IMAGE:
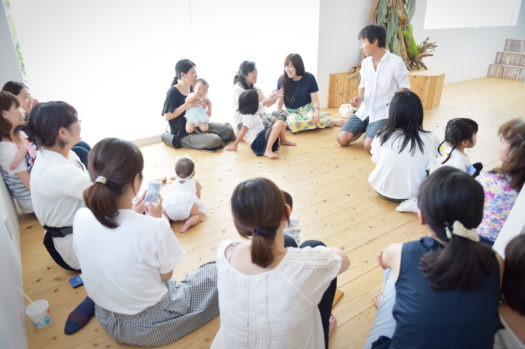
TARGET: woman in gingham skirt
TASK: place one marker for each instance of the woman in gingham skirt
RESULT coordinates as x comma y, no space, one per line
127,258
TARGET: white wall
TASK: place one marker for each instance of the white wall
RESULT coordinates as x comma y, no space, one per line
12,322
9,69
114,60
465,53
339,48
461,53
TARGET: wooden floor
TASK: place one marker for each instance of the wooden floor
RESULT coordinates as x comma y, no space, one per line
332,199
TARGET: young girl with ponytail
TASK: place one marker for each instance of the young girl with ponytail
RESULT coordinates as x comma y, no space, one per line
272,296
441,291
127,258
503,184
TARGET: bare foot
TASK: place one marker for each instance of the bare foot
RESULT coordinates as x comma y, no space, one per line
185,227
338,122
333,322
271,155
377,299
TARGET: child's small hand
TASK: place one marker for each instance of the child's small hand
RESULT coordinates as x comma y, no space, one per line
232,148
139,206
155,209
380,259
19,156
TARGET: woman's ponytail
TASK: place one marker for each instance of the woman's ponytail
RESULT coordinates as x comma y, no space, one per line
113,166
258,208
103,203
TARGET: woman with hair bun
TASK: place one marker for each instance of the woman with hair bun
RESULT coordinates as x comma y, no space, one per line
129,276
58,177
442,291
273,294
175,106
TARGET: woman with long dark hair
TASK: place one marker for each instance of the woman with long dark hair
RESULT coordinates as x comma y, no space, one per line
403,151
300,97
175,107
245,79
17,154
271,293
58,177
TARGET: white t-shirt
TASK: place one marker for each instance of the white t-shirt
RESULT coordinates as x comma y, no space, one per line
236,92
277,308
121,267
57,185
506,339
17,189
254,125
380,85
398,175
458,159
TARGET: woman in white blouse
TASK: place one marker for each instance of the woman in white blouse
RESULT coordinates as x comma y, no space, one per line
245,79
271,296
127,258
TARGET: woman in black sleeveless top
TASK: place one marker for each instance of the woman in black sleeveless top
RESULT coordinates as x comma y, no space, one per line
443,290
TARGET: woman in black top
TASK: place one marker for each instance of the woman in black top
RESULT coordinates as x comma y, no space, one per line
174,110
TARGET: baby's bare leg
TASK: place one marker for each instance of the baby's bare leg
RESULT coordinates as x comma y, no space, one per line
190,127
203,126
194,219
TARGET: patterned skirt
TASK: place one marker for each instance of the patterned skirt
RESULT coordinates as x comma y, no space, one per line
298,119
187,305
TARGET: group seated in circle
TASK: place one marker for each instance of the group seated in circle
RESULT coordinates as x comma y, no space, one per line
449,280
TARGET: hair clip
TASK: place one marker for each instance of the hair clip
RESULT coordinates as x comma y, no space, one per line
101,179
260,231
185,156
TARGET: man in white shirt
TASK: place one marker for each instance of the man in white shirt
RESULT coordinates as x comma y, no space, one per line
382,75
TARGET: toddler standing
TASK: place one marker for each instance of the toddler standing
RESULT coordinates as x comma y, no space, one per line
183,201
263,141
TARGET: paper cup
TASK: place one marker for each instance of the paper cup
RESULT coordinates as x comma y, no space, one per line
38,313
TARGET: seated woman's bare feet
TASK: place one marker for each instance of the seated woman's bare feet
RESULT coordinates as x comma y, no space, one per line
271,155
333,322
185,227
337,122
377,299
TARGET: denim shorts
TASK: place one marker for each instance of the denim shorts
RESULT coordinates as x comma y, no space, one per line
356,126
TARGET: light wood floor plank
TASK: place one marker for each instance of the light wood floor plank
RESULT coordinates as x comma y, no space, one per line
332,199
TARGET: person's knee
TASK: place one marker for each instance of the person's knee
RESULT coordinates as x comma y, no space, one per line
312,243
167,138
367,144
344,137
214,141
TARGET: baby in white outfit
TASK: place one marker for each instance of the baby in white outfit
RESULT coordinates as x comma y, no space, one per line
183,201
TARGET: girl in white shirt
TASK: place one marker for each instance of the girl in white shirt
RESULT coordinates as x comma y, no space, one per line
245,79
58,177
403,151
129,276
263,141
271,296
460,134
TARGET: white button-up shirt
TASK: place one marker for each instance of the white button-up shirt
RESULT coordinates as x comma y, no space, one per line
380,85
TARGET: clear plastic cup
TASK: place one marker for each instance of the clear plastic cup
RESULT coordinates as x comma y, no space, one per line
38,313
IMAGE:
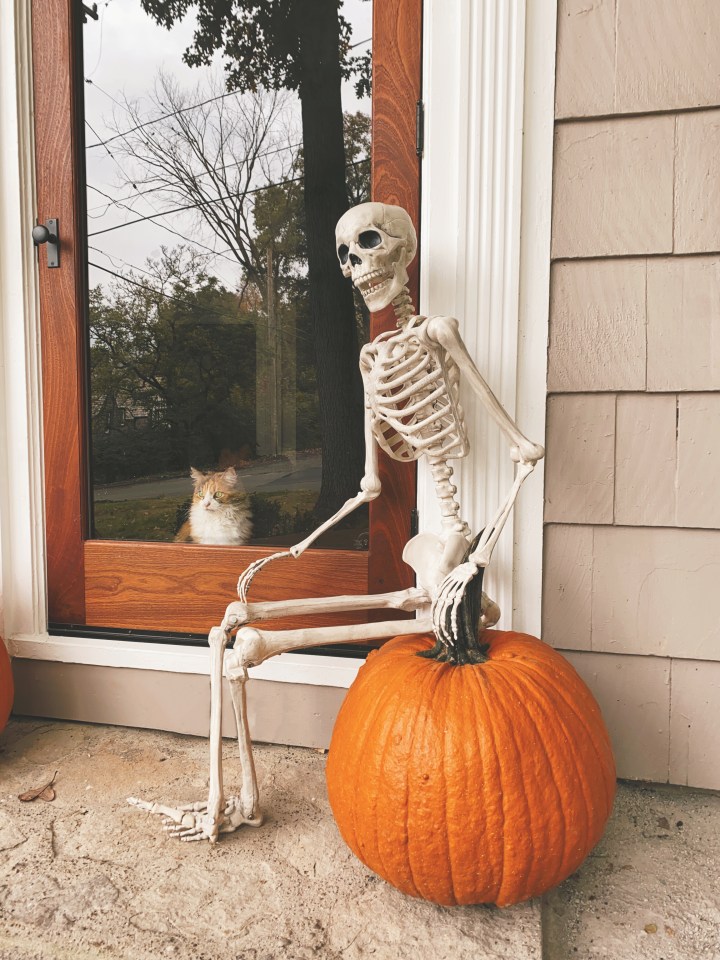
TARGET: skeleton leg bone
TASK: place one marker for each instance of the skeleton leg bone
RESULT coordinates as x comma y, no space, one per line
206,821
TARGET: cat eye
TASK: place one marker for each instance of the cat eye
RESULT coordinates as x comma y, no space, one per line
369,239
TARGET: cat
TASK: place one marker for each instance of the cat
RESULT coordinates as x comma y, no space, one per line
219,513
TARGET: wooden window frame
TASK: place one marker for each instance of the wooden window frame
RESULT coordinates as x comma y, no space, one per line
179,588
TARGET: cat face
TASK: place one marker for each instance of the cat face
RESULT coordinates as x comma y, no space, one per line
214,490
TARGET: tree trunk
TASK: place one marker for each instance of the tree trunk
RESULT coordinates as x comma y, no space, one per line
331,299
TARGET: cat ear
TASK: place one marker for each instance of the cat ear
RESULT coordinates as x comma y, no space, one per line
230,476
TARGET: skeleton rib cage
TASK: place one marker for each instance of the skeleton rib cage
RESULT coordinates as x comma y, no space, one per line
412,395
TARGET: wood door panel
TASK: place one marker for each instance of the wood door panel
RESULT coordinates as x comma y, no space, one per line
397,29
177,587
62,346
146,586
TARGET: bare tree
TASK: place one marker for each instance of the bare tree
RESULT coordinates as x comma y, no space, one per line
209,152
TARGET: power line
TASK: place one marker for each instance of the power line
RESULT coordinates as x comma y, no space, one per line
203,203
157,293
166,296
166,116
204,173
163,226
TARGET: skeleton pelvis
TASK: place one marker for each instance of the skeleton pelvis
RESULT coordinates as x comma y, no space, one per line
432,557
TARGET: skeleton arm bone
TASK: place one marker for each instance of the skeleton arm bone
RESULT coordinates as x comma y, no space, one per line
369,487
444,330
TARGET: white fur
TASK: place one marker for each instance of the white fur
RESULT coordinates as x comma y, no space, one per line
227,524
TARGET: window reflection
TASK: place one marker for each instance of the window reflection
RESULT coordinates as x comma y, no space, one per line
219,403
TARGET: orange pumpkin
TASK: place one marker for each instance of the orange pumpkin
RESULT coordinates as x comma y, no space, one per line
6,686
480,783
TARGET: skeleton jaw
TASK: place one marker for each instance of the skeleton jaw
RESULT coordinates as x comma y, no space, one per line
380,287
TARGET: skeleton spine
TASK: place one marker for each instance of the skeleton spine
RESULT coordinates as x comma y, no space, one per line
403,307
449,507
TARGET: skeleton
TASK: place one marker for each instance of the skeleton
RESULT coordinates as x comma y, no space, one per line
411,377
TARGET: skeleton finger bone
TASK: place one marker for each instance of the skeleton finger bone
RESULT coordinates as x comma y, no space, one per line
249,574
446,606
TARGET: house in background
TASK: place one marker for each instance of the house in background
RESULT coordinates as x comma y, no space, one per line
569,216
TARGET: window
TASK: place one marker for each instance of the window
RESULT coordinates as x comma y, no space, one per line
96,579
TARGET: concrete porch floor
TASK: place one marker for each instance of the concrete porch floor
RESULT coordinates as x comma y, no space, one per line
87,877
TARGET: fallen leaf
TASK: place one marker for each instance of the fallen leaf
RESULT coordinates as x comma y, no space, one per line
45,792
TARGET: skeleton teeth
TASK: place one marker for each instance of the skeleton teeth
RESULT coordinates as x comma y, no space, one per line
365,284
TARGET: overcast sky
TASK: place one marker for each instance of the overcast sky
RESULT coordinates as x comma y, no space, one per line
124,51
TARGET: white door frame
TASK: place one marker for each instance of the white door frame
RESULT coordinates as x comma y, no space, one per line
489,73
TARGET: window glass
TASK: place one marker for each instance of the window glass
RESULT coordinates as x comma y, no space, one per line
212,281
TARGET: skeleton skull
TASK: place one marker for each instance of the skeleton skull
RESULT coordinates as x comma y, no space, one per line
375,242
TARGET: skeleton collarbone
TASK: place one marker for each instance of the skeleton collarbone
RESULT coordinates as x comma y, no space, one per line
412,394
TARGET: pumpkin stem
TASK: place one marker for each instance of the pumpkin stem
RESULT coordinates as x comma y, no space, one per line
458,638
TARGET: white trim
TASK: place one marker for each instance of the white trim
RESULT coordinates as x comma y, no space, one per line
473,263
22,535
313,669
538,132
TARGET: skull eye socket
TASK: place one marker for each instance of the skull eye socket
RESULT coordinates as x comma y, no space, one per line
369,239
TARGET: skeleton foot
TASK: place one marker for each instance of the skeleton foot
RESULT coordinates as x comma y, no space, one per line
191,821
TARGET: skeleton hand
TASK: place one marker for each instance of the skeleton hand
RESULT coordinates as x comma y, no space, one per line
527,452
456,612
248,575
191,821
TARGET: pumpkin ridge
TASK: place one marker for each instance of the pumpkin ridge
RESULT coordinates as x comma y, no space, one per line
406,819
603,751
507,713
429,711
576,753
546,709
486,690
351,772
474,767
487,724
388,726
453,680
501,677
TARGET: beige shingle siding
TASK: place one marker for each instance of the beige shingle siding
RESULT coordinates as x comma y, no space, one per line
632,545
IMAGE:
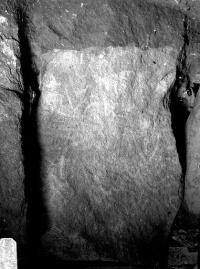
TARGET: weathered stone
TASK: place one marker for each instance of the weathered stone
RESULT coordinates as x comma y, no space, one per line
12,218
8,253
111,170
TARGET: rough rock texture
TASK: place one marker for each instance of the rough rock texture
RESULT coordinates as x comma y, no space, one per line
12,206
99,130
112,174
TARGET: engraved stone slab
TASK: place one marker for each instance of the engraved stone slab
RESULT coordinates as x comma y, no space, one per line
8,253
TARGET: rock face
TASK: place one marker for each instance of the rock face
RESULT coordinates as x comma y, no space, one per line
12,206
89,144
109,153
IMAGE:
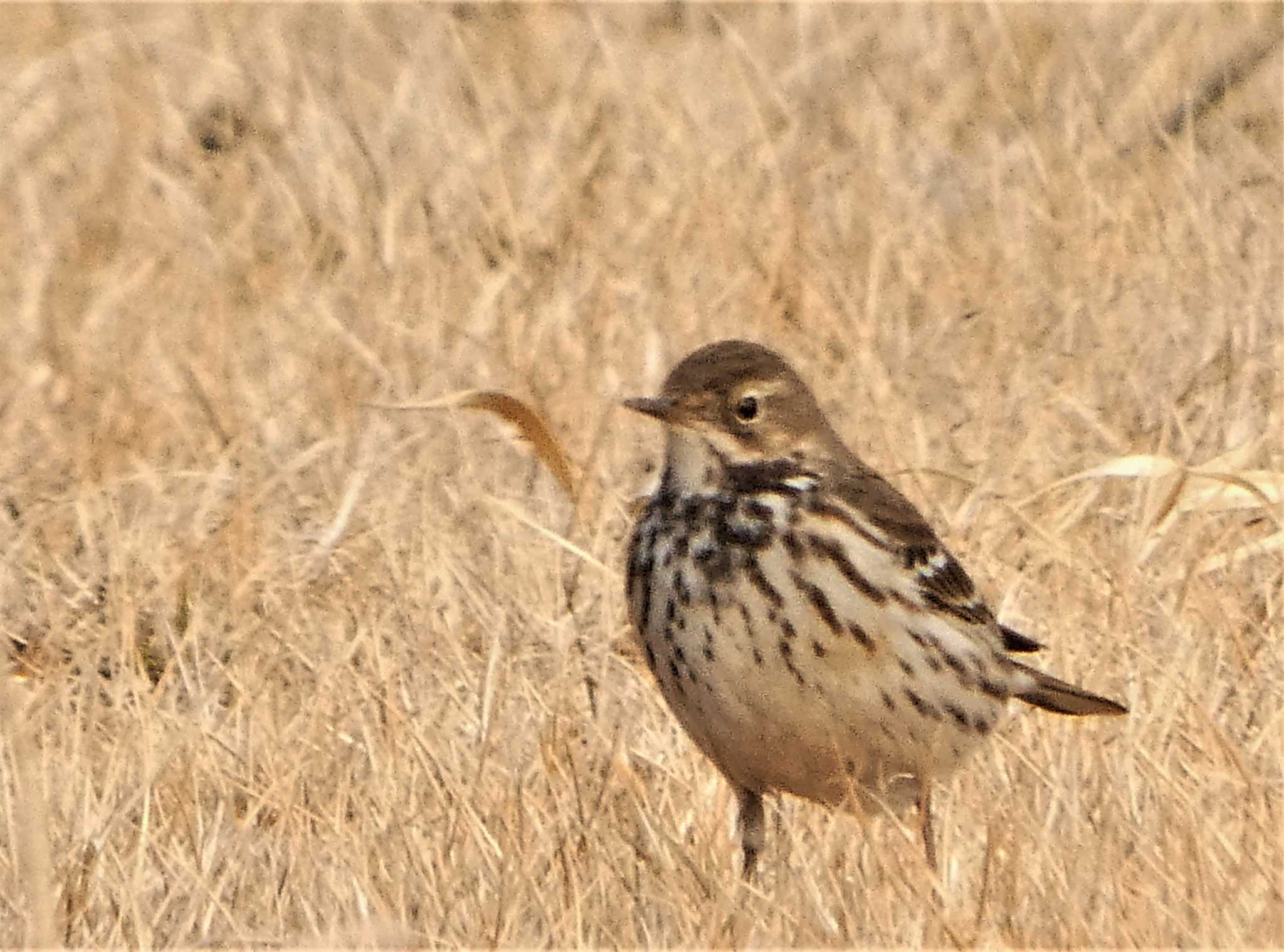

* DO THIS:
Pick out and copy every line of the data above that contains the string "trunk".

* RESPONSE BELOW:
TARGET: tree trunk
TASK: place one marker for each instance of the tree trunk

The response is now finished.